Written task:
Could you pull out, word for word, every line from the very start of the items through the line containing "x=933, y=423", including that line? Leave the pictures out of your answer.

:::

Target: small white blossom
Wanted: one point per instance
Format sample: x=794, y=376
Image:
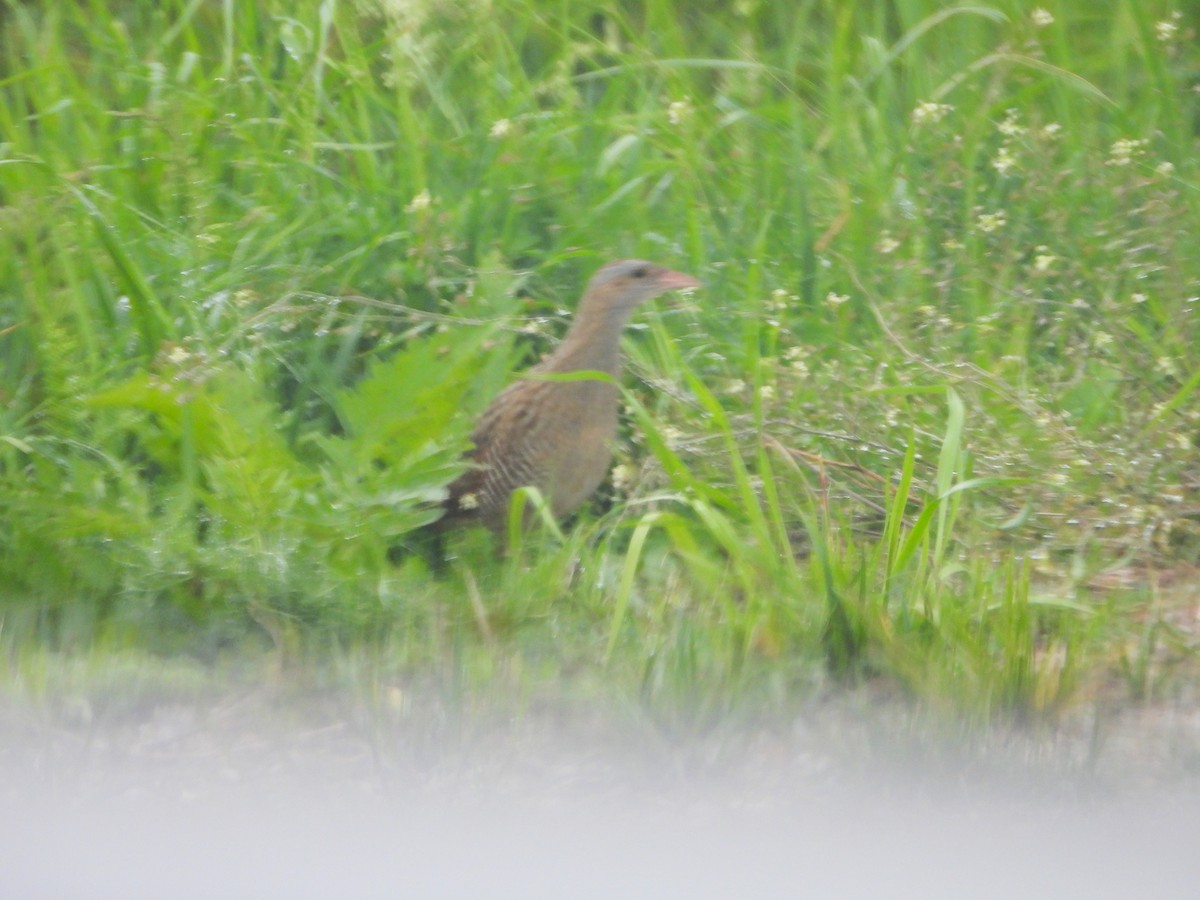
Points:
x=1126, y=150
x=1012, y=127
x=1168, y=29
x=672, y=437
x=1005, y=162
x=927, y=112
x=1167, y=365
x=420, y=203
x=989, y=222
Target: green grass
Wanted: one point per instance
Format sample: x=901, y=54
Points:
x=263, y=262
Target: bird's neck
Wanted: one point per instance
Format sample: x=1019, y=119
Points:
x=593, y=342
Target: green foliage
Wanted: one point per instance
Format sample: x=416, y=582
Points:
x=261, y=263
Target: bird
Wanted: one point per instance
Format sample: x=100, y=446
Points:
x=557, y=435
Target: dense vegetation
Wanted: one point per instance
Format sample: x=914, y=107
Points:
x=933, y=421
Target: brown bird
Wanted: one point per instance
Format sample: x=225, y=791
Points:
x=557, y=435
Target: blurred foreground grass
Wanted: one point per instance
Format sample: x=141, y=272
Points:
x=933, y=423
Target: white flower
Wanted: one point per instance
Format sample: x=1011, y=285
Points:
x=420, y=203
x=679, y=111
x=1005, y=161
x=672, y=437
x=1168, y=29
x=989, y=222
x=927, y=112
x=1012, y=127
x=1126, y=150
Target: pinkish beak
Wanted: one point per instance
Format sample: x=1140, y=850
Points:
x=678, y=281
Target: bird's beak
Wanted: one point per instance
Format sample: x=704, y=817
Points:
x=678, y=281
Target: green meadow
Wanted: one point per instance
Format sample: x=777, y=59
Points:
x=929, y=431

:::

Result for this task:
Target: small white blossom
Wanted: one point per instance
Format sample: x=794, y=376
Image:
Points:
x=1126, y=150
x=1012, y=127
x=1168, y=29
x=672, y=437
x=1005, y=162
x=927, y=112
x=1167, y=365
x=420, y=203
x=989, y=222
Target: green grass
Wanted: one point per instance
Format sample: x=901, y=54
Points:
x=263, y=262
Target: bird's neck
Wanted: one point per instance
Format sample: x=1019, y=119
Points:
x=593, y=342
Target: green foliage
Wanted: one point per instance
Format sample: x=416, y=582
Points:
x=261, y=263
Target: bird
Wanted: one point per instance
Format sample: x=100, y=446
Points:
x=557, y=435
Target: dense vegetation
Wanted: one point per instance
Format sample: x=914, y=107
Points:
x=933, y=421
Target: brown bird
Wanted: one point per instance
Format sample: x=225, y=791
Points:
x=557, y=435
Target: blurred foreground grass
Wanted: one point per instance
Format sample: x=141, y=272
Points:
x=933, y=423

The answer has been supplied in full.